**SOURCE**
-------------------------

Note that the StepFactoryWrapper is decoupled from the specific StepFactory that will be used to create the step. The latter is determined by a lookup table, which is injected into to the StepFactoryWrapper during instantiation.

The downside is that this is less convenient for simple use cases, where the user is content with choosing only from the default factories that ship with the library. To remediate this disadvantage, we can simply create a facade, which instantiates the StepFactoryWrapper with the default lookup table. More advanced users, by contrast, can directly import this default lookup table and customize it to point to custom StepFactory implementations. In a second step, they then initialize the StepFactoryWrapper directly, passing it the custom lookup table.

In [None]:
# higher-level-interface
# ======================

stepfactory_lookup_table: dict[str, StepFactoryInterface] = {
    'FrameworkProcessor': _FrameworkProcessingStepFactory,
}

# This is what user will import
stepfactory_wrapper = StepFactoryFacade(
    stepfactory_lookup_table=stepfactory_lookup_table,
)

-------------------------

**LISTED ENTRIES**
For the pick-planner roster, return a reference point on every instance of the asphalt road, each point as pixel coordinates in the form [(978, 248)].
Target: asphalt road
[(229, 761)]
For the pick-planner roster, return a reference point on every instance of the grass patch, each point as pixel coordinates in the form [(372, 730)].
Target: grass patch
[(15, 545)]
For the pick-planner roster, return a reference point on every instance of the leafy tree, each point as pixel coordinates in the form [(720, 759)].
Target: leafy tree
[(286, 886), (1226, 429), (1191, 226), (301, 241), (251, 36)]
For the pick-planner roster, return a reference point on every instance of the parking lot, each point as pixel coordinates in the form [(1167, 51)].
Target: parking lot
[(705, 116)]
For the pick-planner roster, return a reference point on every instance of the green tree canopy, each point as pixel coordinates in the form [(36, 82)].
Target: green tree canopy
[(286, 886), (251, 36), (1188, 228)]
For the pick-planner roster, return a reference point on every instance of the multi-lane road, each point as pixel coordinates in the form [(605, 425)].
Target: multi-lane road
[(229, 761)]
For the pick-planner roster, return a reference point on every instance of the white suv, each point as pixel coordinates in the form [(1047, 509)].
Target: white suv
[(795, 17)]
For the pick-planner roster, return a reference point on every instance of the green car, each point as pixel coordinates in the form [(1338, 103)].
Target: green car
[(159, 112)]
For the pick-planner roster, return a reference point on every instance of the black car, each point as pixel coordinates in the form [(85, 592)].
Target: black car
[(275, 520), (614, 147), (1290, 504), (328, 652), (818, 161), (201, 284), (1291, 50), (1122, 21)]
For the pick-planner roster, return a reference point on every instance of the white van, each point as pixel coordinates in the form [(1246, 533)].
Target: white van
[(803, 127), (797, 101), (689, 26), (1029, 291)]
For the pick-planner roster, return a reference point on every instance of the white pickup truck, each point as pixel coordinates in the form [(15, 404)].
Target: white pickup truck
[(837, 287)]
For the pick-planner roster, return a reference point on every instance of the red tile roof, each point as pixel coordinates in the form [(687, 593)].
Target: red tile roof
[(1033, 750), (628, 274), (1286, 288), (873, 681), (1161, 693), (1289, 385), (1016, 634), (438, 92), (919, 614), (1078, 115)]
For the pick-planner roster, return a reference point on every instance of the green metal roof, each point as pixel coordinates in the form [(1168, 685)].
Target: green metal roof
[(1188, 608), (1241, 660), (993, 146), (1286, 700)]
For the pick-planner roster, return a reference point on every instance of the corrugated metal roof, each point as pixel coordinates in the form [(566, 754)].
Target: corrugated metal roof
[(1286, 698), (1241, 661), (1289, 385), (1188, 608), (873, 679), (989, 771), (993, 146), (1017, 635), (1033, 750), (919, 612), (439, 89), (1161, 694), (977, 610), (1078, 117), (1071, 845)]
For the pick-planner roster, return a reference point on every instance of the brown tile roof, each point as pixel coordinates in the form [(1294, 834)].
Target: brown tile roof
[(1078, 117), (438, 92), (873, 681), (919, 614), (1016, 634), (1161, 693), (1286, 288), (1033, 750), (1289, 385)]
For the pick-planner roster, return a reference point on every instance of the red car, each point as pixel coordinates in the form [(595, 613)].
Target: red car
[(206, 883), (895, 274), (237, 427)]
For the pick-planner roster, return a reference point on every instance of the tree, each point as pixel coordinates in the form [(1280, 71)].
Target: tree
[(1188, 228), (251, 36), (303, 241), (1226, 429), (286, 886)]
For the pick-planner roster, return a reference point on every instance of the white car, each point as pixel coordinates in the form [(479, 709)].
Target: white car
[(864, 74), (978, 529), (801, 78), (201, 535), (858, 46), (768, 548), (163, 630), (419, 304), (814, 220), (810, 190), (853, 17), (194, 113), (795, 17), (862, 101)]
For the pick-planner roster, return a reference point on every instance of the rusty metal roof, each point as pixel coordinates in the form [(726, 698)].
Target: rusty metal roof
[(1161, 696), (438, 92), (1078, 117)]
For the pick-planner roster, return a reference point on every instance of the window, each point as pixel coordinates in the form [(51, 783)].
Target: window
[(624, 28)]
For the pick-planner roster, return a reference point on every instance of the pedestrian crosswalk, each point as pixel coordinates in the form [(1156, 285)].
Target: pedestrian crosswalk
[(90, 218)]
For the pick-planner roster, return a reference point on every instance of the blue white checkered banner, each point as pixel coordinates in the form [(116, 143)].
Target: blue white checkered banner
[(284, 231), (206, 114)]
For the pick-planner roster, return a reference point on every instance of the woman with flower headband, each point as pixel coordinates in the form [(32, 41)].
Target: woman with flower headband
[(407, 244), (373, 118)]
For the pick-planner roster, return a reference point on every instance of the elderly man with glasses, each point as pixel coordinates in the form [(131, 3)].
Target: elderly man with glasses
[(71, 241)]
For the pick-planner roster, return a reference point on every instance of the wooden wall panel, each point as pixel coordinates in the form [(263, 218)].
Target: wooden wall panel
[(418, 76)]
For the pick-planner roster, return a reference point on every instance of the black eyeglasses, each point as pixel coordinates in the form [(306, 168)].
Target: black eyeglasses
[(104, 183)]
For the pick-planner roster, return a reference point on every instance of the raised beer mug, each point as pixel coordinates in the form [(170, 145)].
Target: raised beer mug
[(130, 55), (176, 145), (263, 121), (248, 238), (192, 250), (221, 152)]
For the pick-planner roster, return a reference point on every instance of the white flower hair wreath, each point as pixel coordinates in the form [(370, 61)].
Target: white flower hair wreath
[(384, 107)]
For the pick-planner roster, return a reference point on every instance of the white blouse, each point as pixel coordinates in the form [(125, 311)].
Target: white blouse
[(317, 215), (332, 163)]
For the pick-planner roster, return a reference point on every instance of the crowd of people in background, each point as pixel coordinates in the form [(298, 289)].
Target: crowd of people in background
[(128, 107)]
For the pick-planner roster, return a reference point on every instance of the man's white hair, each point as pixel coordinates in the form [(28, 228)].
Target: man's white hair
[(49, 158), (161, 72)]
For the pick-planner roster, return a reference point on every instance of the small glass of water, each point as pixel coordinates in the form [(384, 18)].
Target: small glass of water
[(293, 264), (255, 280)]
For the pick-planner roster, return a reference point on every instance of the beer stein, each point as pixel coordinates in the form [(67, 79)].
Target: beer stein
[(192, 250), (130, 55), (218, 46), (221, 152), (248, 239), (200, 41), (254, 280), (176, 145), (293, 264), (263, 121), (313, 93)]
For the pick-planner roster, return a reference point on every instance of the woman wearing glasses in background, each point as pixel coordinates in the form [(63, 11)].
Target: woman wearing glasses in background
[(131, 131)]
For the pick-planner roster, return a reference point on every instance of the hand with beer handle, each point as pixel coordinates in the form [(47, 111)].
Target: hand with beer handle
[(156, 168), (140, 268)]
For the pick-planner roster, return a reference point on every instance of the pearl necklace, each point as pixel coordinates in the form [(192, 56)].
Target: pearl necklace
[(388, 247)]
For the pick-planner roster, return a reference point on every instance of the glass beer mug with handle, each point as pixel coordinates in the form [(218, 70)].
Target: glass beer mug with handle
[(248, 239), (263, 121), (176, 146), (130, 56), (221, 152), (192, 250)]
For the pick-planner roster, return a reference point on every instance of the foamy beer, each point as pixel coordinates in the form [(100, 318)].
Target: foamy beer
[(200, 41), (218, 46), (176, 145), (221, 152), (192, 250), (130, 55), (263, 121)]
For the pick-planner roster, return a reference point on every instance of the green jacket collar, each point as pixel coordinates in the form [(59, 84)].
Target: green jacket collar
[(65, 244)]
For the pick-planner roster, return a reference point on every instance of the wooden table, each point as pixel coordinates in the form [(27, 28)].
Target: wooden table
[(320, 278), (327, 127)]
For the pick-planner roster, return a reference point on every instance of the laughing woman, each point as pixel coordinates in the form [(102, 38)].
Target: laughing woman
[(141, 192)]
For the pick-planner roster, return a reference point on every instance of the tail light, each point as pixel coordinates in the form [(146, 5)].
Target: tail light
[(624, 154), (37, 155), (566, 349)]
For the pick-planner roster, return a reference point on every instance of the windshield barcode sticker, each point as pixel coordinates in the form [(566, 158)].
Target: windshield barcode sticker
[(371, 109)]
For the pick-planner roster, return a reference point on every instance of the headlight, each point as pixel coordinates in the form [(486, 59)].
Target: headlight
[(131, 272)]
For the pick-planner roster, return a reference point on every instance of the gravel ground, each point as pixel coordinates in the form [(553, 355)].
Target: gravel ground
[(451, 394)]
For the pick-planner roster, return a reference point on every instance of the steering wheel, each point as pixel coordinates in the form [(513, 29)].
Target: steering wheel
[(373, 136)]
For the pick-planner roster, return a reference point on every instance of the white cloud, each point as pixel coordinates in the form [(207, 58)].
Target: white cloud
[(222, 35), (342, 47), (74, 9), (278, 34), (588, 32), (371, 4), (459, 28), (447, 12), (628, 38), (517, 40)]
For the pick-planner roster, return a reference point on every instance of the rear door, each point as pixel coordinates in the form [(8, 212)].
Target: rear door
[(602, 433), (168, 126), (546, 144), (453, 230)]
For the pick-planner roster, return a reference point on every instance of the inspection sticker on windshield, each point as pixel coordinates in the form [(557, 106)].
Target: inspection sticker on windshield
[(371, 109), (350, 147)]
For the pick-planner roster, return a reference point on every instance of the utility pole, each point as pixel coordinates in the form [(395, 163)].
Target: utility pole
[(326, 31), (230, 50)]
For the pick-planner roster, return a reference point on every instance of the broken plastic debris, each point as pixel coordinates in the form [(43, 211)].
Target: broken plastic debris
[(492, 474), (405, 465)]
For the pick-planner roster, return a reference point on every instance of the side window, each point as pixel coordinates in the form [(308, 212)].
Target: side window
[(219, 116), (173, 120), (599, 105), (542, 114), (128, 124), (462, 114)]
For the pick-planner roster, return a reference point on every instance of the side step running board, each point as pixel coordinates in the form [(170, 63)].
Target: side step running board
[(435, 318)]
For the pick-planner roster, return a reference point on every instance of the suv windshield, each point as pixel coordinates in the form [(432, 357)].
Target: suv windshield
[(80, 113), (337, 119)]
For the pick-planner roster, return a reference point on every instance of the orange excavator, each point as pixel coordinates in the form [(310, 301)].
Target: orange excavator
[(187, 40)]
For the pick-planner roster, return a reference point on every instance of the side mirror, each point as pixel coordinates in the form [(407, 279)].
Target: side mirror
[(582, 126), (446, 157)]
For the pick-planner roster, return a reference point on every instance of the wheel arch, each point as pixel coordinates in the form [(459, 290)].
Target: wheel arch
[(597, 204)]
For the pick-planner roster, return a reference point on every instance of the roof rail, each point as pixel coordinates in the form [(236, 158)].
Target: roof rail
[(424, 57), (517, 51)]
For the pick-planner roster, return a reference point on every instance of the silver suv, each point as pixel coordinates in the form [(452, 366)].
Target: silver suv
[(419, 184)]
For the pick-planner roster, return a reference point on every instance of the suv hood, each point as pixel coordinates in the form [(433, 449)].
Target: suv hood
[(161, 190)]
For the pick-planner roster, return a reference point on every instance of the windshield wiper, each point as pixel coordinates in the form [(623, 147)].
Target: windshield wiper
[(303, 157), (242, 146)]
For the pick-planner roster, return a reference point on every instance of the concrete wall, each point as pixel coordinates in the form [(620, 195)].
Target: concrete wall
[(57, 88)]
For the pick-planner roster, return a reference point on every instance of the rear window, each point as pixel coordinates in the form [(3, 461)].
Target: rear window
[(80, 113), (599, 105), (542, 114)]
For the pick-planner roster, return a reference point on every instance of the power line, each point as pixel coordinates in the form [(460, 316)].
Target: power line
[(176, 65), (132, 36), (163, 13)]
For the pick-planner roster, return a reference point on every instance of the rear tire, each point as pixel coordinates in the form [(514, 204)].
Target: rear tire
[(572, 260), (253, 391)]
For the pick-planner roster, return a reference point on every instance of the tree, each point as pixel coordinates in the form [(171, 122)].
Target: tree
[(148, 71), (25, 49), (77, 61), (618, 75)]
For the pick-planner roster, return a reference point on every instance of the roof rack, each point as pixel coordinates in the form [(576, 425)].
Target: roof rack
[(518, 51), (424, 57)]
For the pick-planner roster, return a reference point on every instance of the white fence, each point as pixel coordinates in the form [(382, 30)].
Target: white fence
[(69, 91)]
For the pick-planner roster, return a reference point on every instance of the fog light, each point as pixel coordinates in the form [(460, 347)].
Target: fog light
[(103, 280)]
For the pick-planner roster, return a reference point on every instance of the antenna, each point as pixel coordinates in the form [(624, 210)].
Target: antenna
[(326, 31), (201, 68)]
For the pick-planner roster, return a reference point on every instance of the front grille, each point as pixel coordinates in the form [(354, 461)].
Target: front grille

-------------------------

**SHORT EXERCISE A**
Could you transcribe the step factory text from "Note that the" to "StepFactoryWrapper during instantiation."?
**SHORT EXERCISE B**
Can you go on with the step factory text from the point where it stops?
The data above plays no part in this.

**EXERCISE OUTPUT A**
Note that the StepFactoryWrapper is decoupled from the specific StepFactory that will be used to create the step. The latter is determined by a lookup table, which is injected into to the StepFactoryWrapper during instantiation.

**EXERCISE OUTPUT B**
In [None]:
# lower-level interface (if customization of factories is needed)
# ===============================================================

# Implement custom stepfactory
class  _CustomProcessingStepFactory():
    ...

# add it to the lookup table
stepfactory_lookup_table.update(
    {
        'CustomProcessor': _CustomProcessingStepFactory,
    },
)

# Instantiate StepFactory with customized lookup table
customized_step_factory = StepFactoryFacade(
    stepfactory_lookup_table=stepfactory_lookup_table
)